## PROBLEM TO SOLVE
Rewrite all of the data below with "bronze bell" changed to "church bell" everywhere and nothing else altered. Leave the pictures out of your answer.

## SOURCE DATA
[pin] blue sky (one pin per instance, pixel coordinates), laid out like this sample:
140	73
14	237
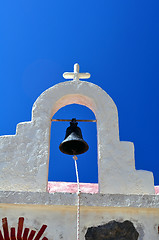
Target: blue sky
116	41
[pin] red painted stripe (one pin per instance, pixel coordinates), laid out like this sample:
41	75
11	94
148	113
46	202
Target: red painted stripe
41	231
5	228
25	234
12	234
32	234
1	237
20	228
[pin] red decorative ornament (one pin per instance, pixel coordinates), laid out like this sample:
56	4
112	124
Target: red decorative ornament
27	234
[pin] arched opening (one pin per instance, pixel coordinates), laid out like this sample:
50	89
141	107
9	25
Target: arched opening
61	166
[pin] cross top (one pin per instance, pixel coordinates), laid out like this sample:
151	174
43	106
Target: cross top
76	75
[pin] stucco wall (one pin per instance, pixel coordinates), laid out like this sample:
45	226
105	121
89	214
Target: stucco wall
24	157
61	220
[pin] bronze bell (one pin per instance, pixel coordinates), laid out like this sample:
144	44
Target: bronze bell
73	144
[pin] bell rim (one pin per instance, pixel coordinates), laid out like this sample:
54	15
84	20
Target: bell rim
75	140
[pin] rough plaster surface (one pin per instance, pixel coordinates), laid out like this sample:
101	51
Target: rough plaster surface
24	157
88	200
61	220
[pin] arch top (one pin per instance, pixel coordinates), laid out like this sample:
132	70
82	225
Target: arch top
83	93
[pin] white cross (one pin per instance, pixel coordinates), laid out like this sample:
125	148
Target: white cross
76	75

## WRITTEN ANSWER
[pin] blue sky (one pin per instance, pixel coordinates), laid out like this sample:
140	73
14	237
Target: blue sky
116	41
[pin] red painted stripe (one pin per instance, pixel coordinates), laid out like this sample:
41	75
11	94
148	113
46	202
Target: red painted stripe
41	231
5	228
25	234
12	234
32	234
1	237
20	228
[pin] red decorative ornament (one pin per instance, pixel coordinates), laid out like this sample:
56	4
112	124
Target: red decorative ornament
27	234
[pin] arched opening (one pin per instance, pixel coordinates), laid out like this sample:
50	89
141	107
9	25
Target: arched opening
61	166
[pin] cross top (one pin per instance, pixel coordinates), laid out like this sample:
151	174
43	106
Target: cross top
76	75
[pin] stucco wall (one pin per instance, pixel coordinates), laid out like this sample:
45	226
105	121
89	214
Target: stucco wall
24	157
61	220
[pin] church bell (one pin per instance, pixel coordinates), laid out like this sample:
144	44
Target: church bell
73	144
[pin] bell rim (one pin per instance, pixel coordinates), laid out like this sample:
54	15
84	20
Target: bell rim
75	140
[pin] rough plaster surface (one pin per instance, pixel coordinates), laid out like this sample:
101	51
Target: rough plaster surface
24	157
88	200
61	220
[pin] arch top (one pin per instance, pixel coordinates), laid out like this sample:
132	70
82	225
Target: arch top
83	93
[pin] white cross (one pin per instance, pixel coordinates), laid out like this sample:
125	148
Target: white cross
76	75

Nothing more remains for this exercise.